§ Directions
Locate every line in the items below that contains the string "building" and copy each of those lines.

§ Rows
════

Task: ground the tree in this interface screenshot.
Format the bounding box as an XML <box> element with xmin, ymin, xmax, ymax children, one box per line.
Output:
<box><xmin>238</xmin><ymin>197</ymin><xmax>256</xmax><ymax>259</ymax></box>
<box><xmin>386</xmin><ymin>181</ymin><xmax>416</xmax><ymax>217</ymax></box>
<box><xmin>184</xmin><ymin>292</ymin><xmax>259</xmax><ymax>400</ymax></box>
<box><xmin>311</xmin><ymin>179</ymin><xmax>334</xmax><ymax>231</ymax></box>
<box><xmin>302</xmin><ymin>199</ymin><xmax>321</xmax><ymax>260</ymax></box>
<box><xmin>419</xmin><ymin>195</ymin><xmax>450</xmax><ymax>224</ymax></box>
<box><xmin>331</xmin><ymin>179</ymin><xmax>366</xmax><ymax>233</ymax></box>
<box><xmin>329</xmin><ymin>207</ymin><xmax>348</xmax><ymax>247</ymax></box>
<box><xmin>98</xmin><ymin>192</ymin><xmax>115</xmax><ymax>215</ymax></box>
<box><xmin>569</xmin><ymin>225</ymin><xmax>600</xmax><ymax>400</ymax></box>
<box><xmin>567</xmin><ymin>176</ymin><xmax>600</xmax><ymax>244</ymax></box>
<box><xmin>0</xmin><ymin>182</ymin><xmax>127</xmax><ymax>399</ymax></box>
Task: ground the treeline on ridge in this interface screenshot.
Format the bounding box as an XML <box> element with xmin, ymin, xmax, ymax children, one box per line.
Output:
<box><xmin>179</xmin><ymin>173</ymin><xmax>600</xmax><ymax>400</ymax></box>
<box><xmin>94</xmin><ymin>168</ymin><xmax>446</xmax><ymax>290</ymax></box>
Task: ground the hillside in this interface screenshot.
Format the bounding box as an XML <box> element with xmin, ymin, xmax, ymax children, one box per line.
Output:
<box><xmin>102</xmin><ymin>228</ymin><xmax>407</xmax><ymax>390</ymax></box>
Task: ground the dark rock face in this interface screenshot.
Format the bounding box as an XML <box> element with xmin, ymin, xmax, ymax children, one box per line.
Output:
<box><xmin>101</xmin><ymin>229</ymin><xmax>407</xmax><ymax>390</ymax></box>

════

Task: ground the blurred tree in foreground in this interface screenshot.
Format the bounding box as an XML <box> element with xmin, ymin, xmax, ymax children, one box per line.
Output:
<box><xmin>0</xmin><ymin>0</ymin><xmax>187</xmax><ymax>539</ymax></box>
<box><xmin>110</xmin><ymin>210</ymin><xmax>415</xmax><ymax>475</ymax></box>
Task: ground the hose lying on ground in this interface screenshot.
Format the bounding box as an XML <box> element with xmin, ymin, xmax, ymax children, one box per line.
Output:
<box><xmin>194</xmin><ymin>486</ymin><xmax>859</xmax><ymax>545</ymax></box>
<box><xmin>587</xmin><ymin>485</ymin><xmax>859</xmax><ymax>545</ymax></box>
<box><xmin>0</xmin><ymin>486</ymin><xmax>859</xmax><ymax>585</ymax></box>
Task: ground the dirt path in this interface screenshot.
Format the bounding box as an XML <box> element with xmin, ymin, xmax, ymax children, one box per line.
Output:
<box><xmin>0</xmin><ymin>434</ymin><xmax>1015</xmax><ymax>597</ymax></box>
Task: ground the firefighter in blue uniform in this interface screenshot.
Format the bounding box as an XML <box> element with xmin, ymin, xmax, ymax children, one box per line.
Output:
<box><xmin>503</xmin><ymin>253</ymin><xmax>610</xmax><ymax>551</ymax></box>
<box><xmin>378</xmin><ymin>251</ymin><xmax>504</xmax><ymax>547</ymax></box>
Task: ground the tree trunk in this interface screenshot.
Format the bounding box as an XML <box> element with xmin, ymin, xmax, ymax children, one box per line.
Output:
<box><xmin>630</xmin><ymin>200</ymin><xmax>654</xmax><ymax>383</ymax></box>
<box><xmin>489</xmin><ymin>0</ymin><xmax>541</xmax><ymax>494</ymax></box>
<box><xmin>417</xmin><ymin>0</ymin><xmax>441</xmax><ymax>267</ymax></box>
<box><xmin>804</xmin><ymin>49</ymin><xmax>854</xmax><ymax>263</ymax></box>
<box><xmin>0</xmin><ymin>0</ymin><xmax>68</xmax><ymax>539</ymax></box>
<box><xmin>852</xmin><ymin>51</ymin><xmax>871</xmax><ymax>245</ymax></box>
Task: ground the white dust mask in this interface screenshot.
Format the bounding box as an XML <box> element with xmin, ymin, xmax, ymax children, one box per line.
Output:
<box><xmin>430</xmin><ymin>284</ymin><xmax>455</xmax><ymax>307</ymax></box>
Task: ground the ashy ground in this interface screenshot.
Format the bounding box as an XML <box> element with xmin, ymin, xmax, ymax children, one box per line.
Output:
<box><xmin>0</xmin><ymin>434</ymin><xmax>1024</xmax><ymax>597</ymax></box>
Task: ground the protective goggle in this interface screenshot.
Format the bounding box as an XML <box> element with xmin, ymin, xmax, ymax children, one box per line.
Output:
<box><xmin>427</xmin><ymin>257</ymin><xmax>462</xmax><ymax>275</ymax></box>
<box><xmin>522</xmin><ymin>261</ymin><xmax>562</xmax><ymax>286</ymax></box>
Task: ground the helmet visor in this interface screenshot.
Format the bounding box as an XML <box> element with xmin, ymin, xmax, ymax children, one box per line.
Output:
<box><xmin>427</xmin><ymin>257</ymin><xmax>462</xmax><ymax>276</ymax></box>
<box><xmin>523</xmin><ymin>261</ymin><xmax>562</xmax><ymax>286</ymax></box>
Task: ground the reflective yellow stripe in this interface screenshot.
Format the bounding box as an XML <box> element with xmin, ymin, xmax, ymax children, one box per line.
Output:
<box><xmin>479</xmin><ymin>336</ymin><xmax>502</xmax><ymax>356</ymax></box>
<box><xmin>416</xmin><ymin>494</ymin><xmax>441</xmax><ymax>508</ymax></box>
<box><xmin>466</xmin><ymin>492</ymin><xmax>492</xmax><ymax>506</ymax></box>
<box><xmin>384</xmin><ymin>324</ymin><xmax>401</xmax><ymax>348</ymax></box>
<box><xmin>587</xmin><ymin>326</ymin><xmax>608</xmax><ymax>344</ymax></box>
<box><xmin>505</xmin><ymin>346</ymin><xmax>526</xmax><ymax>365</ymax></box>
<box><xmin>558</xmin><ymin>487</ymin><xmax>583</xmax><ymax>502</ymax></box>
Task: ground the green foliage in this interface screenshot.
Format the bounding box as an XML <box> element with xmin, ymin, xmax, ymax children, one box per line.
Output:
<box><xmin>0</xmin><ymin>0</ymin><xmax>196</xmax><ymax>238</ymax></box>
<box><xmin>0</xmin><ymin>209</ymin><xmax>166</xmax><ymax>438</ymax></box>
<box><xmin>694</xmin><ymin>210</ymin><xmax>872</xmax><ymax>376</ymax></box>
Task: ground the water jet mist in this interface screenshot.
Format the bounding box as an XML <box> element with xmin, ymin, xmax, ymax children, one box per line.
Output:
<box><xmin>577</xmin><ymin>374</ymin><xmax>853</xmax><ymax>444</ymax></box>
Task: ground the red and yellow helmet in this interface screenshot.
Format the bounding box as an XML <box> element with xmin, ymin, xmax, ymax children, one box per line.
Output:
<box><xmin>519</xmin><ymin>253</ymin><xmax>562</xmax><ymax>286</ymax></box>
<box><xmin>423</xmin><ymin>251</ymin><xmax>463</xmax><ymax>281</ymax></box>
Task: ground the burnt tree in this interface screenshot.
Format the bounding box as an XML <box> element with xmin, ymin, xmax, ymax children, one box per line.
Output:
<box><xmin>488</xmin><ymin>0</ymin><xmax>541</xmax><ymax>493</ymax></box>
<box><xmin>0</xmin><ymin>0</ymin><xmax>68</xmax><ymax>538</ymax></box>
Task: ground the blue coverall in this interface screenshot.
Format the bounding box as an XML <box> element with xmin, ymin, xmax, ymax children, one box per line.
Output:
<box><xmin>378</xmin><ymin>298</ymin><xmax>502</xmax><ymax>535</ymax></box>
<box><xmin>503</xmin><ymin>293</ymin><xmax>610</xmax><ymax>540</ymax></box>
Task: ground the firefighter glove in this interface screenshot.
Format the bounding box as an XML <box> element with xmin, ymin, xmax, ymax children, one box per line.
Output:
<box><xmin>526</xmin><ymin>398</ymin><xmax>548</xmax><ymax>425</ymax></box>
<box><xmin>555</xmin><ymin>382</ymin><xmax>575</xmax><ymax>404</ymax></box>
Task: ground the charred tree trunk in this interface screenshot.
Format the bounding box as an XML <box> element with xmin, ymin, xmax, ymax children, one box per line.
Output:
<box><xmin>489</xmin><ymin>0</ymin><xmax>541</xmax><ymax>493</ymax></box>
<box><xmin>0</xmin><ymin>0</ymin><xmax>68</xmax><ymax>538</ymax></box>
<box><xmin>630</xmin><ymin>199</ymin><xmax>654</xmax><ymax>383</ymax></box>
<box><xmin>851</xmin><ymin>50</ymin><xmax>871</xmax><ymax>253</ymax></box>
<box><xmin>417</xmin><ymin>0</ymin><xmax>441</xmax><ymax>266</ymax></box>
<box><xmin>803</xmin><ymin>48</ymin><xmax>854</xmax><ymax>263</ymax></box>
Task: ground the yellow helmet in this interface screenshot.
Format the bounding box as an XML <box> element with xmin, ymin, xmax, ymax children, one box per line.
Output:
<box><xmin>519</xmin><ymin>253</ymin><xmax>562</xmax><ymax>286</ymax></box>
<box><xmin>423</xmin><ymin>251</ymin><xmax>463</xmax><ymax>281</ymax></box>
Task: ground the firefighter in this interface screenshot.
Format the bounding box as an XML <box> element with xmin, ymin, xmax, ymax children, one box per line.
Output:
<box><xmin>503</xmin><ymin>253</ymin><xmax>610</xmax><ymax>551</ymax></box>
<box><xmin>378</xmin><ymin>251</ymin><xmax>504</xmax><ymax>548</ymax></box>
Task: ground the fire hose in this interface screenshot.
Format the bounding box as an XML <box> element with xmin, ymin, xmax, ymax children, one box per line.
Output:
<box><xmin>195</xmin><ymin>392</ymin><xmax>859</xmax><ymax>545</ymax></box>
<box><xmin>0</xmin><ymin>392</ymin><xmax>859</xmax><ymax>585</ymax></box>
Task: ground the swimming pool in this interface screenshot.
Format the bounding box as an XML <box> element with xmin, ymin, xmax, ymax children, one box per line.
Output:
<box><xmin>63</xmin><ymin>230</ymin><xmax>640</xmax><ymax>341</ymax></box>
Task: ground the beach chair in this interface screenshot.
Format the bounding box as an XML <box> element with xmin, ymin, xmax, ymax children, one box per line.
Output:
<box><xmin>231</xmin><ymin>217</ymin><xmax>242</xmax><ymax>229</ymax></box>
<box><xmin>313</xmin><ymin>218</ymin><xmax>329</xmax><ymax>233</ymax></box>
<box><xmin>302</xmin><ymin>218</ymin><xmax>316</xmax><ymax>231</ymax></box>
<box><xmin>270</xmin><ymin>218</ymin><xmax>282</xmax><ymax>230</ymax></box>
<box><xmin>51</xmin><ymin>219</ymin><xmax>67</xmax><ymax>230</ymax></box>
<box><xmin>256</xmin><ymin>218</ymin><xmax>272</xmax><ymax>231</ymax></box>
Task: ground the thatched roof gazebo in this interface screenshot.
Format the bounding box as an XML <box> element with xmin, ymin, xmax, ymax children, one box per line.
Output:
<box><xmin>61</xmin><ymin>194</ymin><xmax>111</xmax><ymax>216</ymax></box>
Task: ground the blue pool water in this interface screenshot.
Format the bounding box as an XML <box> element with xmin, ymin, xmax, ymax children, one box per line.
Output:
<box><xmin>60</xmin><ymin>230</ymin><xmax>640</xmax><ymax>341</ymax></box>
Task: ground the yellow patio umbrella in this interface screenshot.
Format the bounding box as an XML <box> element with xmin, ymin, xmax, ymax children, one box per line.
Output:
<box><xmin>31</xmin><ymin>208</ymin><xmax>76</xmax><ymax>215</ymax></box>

════

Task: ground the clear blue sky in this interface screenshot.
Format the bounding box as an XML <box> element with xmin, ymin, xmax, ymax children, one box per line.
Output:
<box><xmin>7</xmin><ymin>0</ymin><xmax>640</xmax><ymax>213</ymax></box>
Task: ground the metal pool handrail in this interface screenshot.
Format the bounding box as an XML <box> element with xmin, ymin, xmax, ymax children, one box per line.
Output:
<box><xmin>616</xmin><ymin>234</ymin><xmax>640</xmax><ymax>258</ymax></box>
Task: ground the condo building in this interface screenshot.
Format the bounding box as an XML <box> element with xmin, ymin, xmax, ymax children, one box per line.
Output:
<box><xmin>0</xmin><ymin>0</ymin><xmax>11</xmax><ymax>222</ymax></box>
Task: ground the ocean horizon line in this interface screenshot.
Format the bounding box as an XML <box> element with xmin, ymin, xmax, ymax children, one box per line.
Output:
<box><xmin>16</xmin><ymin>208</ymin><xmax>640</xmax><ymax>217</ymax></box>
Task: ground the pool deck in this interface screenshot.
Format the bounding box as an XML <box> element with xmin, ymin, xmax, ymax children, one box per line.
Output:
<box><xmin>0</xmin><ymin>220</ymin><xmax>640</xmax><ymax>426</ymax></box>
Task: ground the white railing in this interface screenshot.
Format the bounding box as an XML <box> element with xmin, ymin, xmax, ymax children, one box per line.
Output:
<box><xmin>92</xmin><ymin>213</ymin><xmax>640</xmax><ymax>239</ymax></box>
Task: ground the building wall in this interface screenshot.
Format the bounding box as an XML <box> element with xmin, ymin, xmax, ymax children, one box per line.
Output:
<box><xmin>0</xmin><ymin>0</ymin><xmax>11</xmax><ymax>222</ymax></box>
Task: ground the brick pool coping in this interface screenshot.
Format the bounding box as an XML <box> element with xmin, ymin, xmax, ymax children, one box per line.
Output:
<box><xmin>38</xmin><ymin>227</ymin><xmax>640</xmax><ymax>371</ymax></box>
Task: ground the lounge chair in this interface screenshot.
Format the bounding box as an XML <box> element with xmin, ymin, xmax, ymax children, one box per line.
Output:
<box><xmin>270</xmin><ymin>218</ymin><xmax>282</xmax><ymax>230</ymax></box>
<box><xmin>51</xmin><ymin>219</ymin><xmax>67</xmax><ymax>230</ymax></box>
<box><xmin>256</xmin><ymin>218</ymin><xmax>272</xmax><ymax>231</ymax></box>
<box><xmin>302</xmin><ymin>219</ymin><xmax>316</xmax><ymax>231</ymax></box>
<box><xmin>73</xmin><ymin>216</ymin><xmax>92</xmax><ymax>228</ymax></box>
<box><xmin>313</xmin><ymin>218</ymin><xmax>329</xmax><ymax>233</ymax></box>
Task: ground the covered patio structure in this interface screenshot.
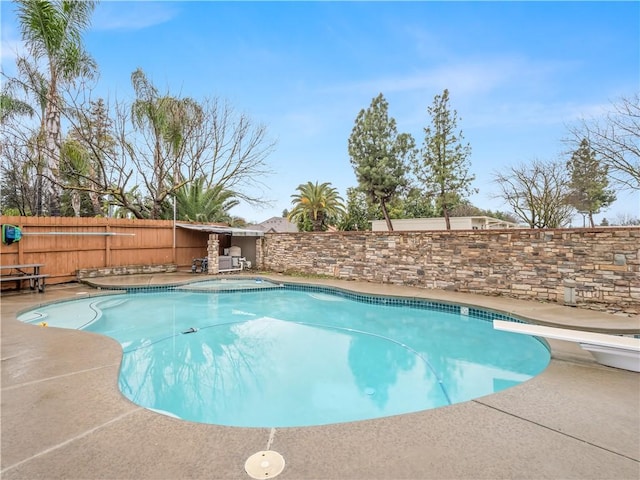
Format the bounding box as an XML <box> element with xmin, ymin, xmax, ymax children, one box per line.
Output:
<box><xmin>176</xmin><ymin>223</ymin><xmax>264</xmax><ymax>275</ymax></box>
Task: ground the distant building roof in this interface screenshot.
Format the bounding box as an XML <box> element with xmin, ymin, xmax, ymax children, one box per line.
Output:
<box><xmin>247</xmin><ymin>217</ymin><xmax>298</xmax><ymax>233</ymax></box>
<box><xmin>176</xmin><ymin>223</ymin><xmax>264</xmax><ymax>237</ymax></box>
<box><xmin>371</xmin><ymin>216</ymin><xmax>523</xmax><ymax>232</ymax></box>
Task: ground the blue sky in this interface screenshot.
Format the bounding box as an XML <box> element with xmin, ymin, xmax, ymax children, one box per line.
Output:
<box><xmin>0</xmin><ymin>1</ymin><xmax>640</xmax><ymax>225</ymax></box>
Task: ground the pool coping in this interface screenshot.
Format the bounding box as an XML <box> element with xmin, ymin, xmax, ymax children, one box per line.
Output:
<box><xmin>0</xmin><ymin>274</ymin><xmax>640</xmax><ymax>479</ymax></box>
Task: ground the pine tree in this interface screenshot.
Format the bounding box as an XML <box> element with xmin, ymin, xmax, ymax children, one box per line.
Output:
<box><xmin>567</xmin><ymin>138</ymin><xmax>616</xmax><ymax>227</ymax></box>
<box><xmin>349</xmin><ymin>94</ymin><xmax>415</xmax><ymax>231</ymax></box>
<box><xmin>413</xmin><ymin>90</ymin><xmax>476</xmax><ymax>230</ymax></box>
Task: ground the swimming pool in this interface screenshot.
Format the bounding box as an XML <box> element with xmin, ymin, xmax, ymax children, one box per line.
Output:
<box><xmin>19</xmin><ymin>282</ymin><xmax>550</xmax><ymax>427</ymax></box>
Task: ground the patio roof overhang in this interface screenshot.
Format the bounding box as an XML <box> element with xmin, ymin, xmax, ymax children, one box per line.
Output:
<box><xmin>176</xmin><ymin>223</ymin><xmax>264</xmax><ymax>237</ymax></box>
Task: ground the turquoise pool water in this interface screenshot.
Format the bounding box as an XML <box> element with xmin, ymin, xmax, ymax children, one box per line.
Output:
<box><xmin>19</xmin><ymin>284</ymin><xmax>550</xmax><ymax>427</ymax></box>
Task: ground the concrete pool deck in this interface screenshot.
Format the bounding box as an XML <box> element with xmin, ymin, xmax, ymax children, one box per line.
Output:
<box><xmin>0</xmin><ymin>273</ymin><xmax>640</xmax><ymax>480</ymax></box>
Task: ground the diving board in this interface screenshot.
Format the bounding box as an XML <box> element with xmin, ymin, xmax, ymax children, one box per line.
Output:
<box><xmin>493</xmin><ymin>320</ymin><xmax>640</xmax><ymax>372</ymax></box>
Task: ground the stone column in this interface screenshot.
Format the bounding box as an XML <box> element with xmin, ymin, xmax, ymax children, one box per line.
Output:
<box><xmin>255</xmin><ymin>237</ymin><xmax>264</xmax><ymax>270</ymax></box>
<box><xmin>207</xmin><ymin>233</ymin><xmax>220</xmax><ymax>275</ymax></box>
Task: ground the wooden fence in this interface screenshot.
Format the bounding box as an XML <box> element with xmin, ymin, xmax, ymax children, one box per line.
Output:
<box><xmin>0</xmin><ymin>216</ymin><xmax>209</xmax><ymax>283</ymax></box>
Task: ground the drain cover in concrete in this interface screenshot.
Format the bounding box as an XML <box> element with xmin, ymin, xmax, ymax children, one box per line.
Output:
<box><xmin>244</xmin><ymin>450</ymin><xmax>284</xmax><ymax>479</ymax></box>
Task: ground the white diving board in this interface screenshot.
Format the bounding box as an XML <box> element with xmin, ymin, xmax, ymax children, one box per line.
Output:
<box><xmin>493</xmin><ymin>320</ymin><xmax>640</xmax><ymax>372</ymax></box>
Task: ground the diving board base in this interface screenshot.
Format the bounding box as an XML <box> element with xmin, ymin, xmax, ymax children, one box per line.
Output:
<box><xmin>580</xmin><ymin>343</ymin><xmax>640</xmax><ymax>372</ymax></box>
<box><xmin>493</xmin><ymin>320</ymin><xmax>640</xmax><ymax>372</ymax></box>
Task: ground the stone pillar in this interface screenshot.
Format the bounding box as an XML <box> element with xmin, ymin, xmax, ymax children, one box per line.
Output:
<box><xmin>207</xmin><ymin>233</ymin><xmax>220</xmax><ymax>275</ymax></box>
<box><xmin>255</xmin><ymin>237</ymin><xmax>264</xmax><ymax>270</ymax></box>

════

§ Response to this task
Task: ground the condo building in this interface screenshot.
Task: ground the building wall in this interface screenshot.
Task: ground the distant building roof in this interface screenshot.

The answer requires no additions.